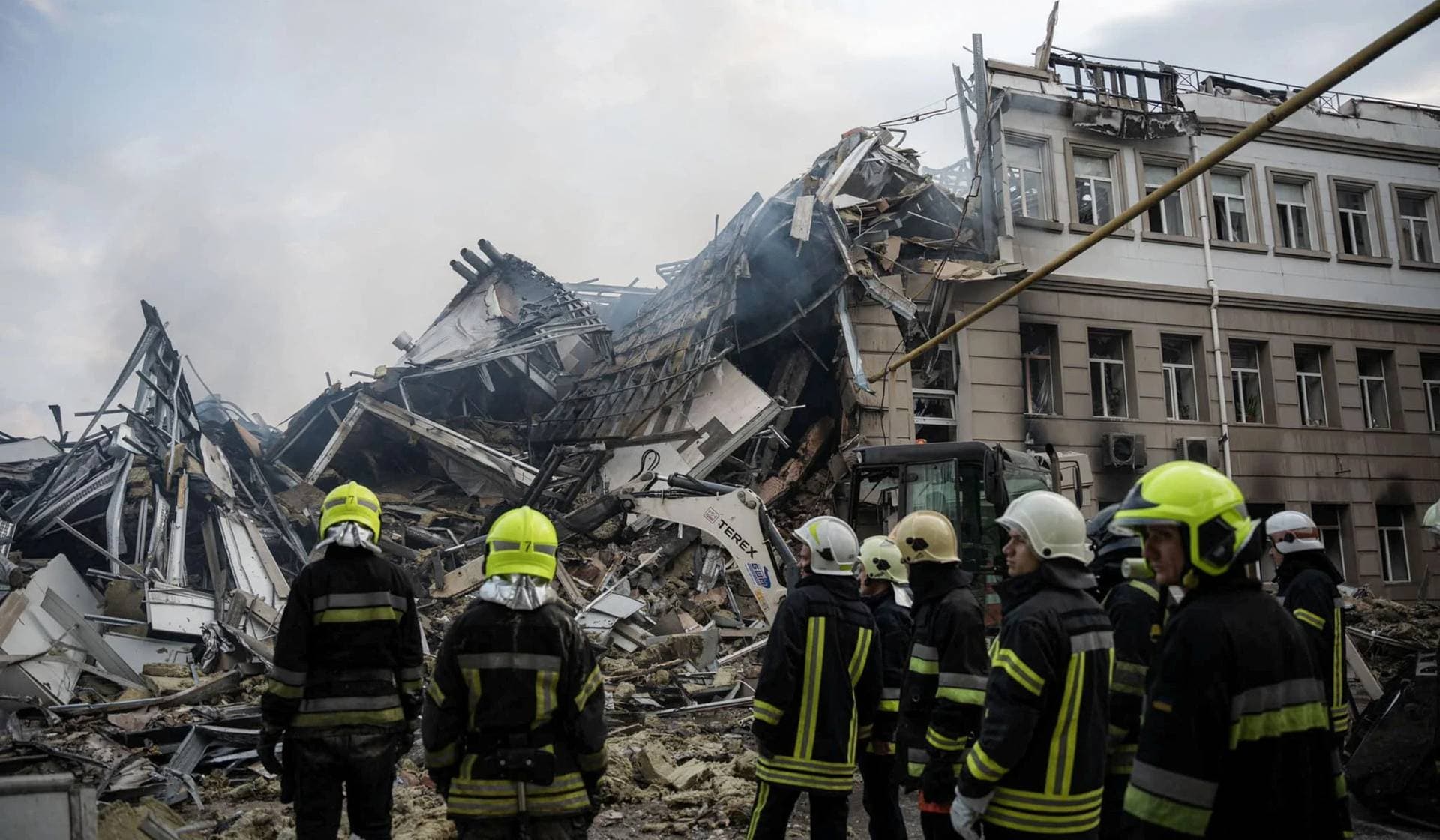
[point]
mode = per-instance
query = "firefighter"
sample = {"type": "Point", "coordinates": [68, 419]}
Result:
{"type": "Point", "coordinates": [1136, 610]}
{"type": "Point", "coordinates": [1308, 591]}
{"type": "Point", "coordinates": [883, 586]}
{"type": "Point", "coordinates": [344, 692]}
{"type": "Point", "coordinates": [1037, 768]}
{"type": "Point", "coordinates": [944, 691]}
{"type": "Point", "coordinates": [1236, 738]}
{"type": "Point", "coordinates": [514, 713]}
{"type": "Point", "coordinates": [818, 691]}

• _WHAT IS ASKED_:
Copy out all of the material above word for word, omitting the picture.

• _ANSWER_:
[point]
mode = per-instance
query = "firefighter"
sample = {"type": "Point", "coordinates": [68, 419]}
Result:
{"type": "Point", "coordinates": [1136, 610]}
{"type": "Point", "coordinates": [1308, 591]}
{"type": "Point", "coordinates": [883, 586]}
{"type": "Point", "coordinates": [344, 692]}
{"type": "Point", "coordinates": [1037, 768]}
{"type": "Point", "coordinates": [944, 691]}
{"type": "Point", "coordinates": [1236, 738]}
{"type": "Point", "coordinates": [514, 713]}
{"type": "Point", "coordinates": [818, 691]}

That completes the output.